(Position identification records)
****

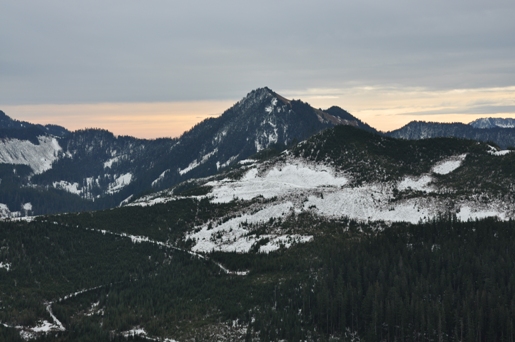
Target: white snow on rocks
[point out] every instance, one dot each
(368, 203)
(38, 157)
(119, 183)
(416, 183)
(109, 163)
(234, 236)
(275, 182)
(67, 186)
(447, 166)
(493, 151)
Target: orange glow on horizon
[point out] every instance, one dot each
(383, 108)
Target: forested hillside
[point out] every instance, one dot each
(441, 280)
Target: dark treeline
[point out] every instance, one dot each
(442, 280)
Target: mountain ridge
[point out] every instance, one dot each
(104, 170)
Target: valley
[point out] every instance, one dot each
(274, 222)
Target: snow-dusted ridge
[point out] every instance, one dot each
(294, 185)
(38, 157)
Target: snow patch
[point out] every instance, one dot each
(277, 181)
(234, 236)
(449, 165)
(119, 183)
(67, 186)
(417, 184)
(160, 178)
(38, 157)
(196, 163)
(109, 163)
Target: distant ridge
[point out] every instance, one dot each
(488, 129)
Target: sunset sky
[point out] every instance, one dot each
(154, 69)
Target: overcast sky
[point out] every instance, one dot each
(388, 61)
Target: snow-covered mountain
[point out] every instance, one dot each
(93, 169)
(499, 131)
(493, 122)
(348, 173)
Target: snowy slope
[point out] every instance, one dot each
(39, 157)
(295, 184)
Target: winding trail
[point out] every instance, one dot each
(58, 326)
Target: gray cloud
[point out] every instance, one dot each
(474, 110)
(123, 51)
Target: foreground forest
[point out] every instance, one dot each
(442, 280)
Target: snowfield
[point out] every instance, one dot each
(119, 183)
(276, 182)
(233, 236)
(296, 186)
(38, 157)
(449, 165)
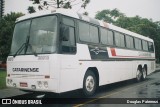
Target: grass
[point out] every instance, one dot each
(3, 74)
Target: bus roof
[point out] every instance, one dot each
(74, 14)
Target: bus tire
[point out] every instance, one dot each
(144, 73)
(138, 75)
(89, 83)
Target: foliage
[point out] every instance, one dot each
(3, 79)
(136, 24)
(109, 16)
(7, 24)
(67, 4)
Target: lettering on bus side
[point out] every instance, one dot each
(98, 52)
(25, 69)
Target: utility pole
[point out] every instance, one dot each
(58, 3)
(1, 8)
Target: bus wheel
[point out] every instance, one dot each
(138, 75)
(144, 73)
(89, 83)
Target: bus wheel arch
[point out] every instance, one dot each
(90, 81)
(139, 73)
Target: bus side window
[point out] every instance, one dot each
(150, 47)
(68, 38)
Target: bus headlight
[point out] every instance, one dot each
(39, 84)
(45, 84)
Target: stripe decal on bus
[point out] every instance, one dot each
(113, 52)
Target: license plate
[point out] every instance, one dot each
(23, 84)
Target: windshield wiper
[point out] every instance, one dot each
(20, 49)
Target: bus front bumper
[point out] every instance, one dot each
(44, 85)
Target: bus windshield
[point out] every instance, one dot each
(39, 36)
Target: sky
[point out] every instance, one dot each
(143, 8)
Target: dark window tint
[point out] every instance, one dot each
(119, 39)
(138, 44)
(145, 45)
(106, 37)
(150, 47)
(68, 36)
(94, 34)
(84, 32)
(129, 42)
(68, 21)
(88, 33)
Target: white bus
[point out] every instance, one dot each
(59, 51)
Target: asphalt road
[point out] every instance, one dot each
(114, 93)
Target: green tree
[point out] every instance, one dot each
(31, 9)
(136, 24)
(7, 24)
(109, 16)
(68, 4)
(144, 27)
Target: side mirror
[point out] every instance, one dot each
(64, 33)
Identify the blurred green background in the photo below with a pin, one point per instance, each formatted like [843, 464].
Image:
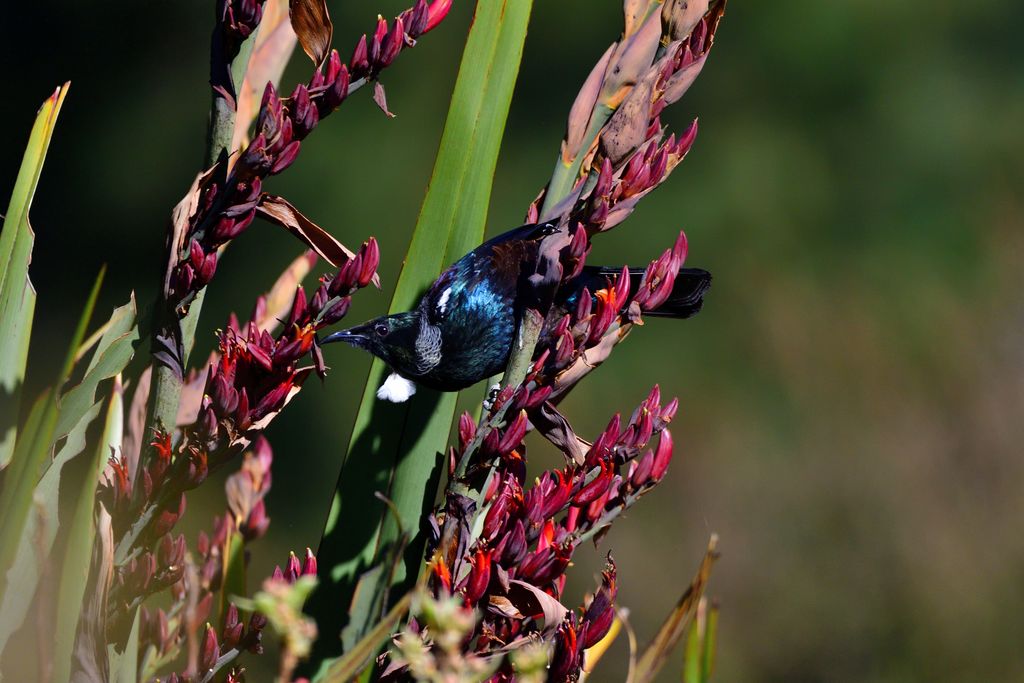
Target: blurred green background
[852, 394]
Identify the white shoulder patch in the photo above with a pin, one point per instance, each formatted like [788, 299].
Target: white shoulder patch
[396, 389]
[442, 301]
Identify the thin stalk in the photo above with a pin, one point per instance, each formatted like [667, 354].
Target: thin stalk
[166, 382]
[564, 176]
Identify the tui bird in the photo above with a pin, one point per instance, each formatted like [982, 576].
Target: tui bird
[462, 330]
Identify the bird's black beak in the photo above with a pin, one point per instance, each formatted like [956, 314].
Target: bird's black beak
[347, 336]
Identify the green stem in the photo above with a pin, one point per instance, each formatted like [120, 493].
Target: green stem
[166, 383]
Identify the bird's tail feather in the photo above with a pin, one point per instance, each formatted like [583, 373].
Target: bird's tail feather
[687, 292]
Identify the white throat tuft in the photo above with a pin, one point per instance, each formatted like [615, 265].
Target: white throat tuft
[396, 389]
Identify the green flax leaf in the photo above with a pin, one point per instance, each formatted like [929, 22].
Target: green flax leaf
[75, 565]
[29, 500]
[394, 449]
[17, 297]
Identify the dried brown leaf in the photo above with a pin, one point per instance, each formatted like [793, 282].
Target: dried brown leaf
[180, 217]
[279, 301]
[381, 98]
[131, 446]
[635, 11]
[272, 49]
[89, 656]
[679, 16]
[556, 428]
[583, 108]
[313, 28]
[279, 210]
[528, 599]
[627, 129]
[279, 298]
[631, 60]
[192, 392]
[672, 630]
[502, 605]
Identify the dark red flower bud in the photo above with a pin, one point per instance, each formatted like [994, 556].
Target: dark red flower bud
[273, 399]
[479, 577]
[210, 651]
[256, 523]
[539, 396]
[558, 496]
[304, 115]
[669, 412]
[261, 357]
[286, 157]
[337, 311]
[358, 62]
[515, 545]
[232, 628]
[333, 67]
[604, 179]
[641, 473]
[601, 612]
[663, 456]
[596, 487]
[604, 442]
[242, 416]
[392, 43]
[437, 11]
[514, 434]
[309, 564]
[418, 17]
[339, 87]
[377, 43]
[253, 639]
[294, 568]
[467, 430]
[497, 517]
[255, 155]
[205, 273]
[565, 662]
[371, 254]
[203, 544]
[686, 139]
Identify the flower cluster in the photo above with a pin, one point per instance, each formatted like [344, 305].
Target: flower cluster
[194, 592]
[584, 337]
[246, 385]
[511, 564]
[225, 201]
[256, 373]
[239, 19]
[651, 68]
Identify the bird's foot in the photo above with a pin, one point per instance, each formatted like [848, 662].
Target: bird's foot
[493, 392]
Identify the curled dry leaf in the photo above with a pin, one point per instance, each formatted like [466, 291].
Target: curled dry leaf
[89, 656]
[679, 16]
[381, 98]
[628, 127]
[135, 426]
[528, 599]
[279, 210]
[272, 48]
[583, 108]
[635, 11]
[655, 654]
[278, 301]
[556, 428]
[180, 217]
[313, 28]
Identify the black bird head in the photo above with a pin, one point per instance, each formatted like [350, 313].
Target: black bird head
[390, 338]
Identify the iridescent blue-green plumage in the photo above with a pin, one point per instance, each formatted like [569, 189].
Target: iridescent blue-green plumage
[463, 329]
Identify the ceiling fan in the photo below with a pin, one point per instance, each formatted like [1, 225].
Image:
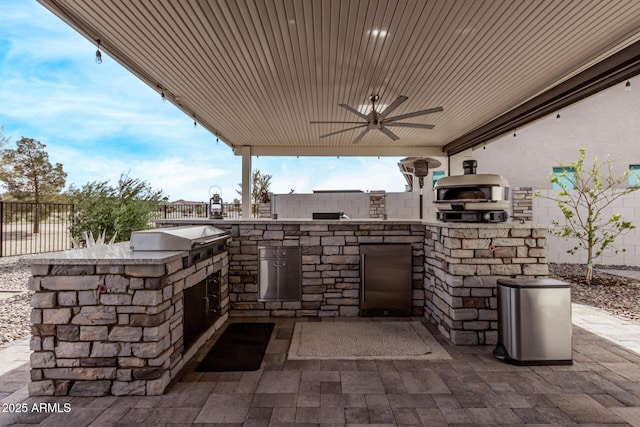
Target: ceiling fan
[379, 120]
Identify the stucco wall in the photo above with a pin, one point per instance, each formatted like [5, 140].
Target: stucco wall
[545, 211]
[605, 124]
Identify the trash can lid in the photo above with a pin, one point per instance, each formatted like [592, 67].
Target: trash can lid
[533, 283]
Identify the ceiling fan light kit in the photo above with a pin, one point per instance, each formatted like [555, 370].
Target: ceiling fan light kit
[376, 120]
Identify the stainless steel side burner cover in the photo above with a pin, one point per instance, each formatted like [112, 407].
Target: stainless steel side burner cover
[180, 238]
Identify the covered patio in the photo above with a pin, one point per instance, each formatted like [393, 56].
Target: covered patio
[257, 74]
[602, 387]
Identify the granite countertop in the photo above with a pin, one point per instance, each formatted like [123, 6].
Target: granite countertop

****

Copy the listing over exactly, skipping the pictures it holds.

Output below:
Target: white snow on rocks
[point out] every instance, one dot each
(368, 203)
(38, 157)
(119, 183)
(416, 183)
(109, 163)
(234, 236)
(275, 182)
(67, 186)
(447, 166)
(493, 151)
Target: orange glow on horizon
[point out] every instance, one dot each
(383, 108)
Target: forested hillside
[point out] every instance, one dot each
(441, 280)
Target: dark treeline
[point out] every instance, one dot each
(442, 280)
Target: mountain ridge
[point out] every instance, one dot each
(104, 170)
Target: valley
[point out] every instance, one dot each
(274, 222)
Target: snow-dusted ridge
[point out] every instance, one dot each
(294, 185)
(38, 157)
Target: snow patch
[point out] every instance, one dot each
(277, 181)
(234, 236)
(449, 165)
(119, 183)
(67, 186)
(417, 184)
(160, 178)
(38, 157)
(196, 163)
(109, 163)
Target: distant ridge
[point out] every instance, one dot each
(488, 129)
Target: sunset sky
[point out] every instance, one dot each
(154, 69)
Target: overcast sky
[point out] every instance, one dot each
(388, 61)
Target: snow-covered mountain
[point out] every instance, one dot each
(93, 169)
(499, 131)
(493, 122)
(348, 173)
Target: snowy slope
[point out] every instance, one dot each
(39, 157)
(295, 184)
Target: winding trail
[point out] every instance, one dot each
(58, 326)
Target: gray cloud
[point out] every instance, one dot each
(474, 110)
(123, 51)
Target: foreground forest
[point out] every instance, one dot each
(442, 280)
Target: snowfield
[point out] every instance, one dot each
(119, 183)
(276, 182)
(233, 236)
(296, 186)
(38, 157)
(449, 165)
Target: grass
[point out] every instance, one dot each
(3, 74)
Target: bus roof
[point out] every instance, one dot each
(74, 14)
Target: bus tire
[point out] every instance, one dot each
(144, 73)
(138, 75)
(89, 83)
Target: foliage
[point out] every instance, one dot each
(3, 79)
(136, 24)
(109, 16)
(7, 24)
(67, 4)
Target: lettering on bus side
[point out] every instance, one dot each
(98, 52)
(25, 69)
Target: utility pole
[point out] every instance, one dot each
(58, 3)
(1, 8)
Target: bus wheel
[point out] every instance, one dot each
(138, 75)
(144, 73)
(89, 83)
Target: bus wheel arch
[point out] every instance, one dot each
(90, 81)
(139, 73)
Target: bus side window
[point out] every instance, one dot each
(150, 47)
(68, 38)
Target: bus headlight
[point out] every instance, one dot each
(39, 84)
(45, 84)
Target: stripe decal on bus
[point out] every instance, one dot each
(113, 52)
Target: license plate
[point out] every instance, one dot each
(23, 84)
Target: windshield wiper
[point out] every instance, one dot each
(20, 49)
Target: bus front bumper
[point out] every instance, one dot each
(44, 85)
Target: bus windshield
[point out] every instance, one dot each
(39, 36)
Target: sky
[point out] every instance, one dot each
(143, 8)
Target: dark window tint
[point out] every instance, one dot each
(119, 39)
(138, 44)
(145, 45)
(106, 37)
(150, 47)
(68, 36)
(94, 34)
(84, 32)
(129, 42)
(68, 21)
(88, 33)
Target: white bus
[point out] every instance, one dot each
(59, 51)
Target: asphalt road
[point out] every instance, one dot each
(114, 93)
Target: green tree
[point out] every instance, one dot each
(31, 9)
(136, 24)
(7, 24)
(109, 16)
(68, 4)
(144, 27)
Target: side mirror
[point out] every instance, one dot each
(64, 33)
Identify the blurred green background in the photo below with a pin, one point per instance, each formatted like [843, 464].
Image:
Target: blurred green background
[852, 394]
Identify the white shoulder patch in the photo above with a pin, one point per instance, each formatted like [788, 299].
Target: white shoulder patch
[396, 389]
[442, 301]
Identify the thin stalk in the photo above with a pin, one point per instance, each formatted like [667, 354].
Target: thin stalk
[166, 382]
[564, 176]
Identify the tui bird in the photo above with a pin, one point per instance, each formatted like [982, 576].
Target: tui bird
[462, 330]
Identify the bird's black beak in the photo above with a pin, one point per instance, each formatted like [956, 314].
Target: bird's black beak
[347, 336]
Identify the green stem in the photo above with a pin, one point per instance, each formatted like [120, 493].
Target: green stem
[166, 383]
Identify the bird's tail feather in the photo above with a pin, one point per instance, each formatted like [583, 373].
Target: bird's tail feather
[687, 292]
Identify the white throat tuft in the photo above with a pin, one point per instance, each formatted like [615, 265].
Target: white throat tuft
[396, 389]
Identify the green flax leaf in the photo above with a pin, one point per instance, each formatted like [929, 22].
Target: green flax leaf
[75, 565]
[29, 500]
[394, 449]
[17, 297]
Identify the dried brown leaf in the photo above with a pin, one point per instance, each formatted like [793, 282].
Target: dried brown leaf
[180, 217]
[279, 301]
[381, 98]
[131, 446]
[635, 11]
[272, 49]
[89, 656]
[679, 16]
[556, 428]
[583, 108]
[313, 28]
[279, 210]
[528, 599]
[627, 129]
[279, 298]
[631, 60]
[192, 392]
[672, 630]
[502, 605]
Identify the dark red flower bud in the photo above with a pin, one point per instance, each formatted like [994, 556].
Target: dark red flower bud
[273, 399]
[479, 577]
[210, 651]
[256, 523]
[539, 396]
[558, 496]
[304, 115]
[669, 412]
[261, 357]
[286, 157]
[337, 311]
[358, 62]
[515, 545]
[232, 628]
[333, 67]
[604, 179]
[641, 473]
[601, 612]
[663, 456]
[596, 487]
[604, 442]
[242, 416]
[392, 43]
[437, 11]
[514, 434]
[309, 564]
[418, 17]
[339, 87]
[377, 43]
[253, 639]
[294, 568]
[467, 430]
[497, 517]
[255, 155]
[205, 273]
[565, 662]
[371, 254]
[203, 544]
[686, 139]
Identify the flower cluster in the photo above with a pin, one point per instance, each formatted like [344, 305].
Target: flower cluster
[194, 592]
[584, 337]
[246, 385]
[511, 564]
[225, 201]
[256, 373]
[239, 19]
[651, 68]
Identify the bird's foot in the photo above with a pin, one point per instance, each formatted like [848, 662].
Target: bird's foot
[493, 392]
Identify the curled dry leaf in the photo above with a pin, one point per instance, each formatted like [466, 291].
Target: curled dry leaf
[89, 656]
[679, 16]
[381, 98]
[628, 127]
[135, 426]
[528, 599]
[279, 210]
[272, 48]
[583, 108]
[635, 11]
[655, 654]
[278, 301]
[556, 428]
[180, 217]
[313, 28]
Identify the black bird head in the photo above with a pin, one point per instance, each formatted like [350, 313].
Target: black bird head
[390, 338]
Identify the iridescent blue-green plumage in the photo above with a pin, one point per instance, each formatted like [569, 189].
Target: iridescent blue-green plumage
[463, 329]
Identify the ceiling fan in the photo below with a pin, one point per instance, each formatted like [1, 225].
Image:
Target: ceiling fan
[379, 120]
Identify the stucco wall in the photo above with a pin, one point per instance, each formatted like [5, 140].
Target: stucco wall
[545, 211]
[605, 124]
Identify the trash can lid in the photo above with a pin, one point per instance, each formatted like [592, 67].
Target: trash can lid
[533, 283]
Identify the ceiling fan light kit in the photo above with a pin, one point per instance, each formatted like [555, 370].
Target: ceiling fan light kit
[376, 120]
Identify the stainless steel side burner cover in the photo above with a pin, one point per instance, each formatted like [112, 407].
Target: stainless steel side burner cover
[180, 238]
Identify the covered patio in the photo above with a pin, one point per instance, each formatted like [393, 56].
Target: covered patio
[257, 74]
[602, 387]
Identify the granite countertop in the photo above with a pin, one point per instance, each formatted like [123, 6].
Target: granite countertop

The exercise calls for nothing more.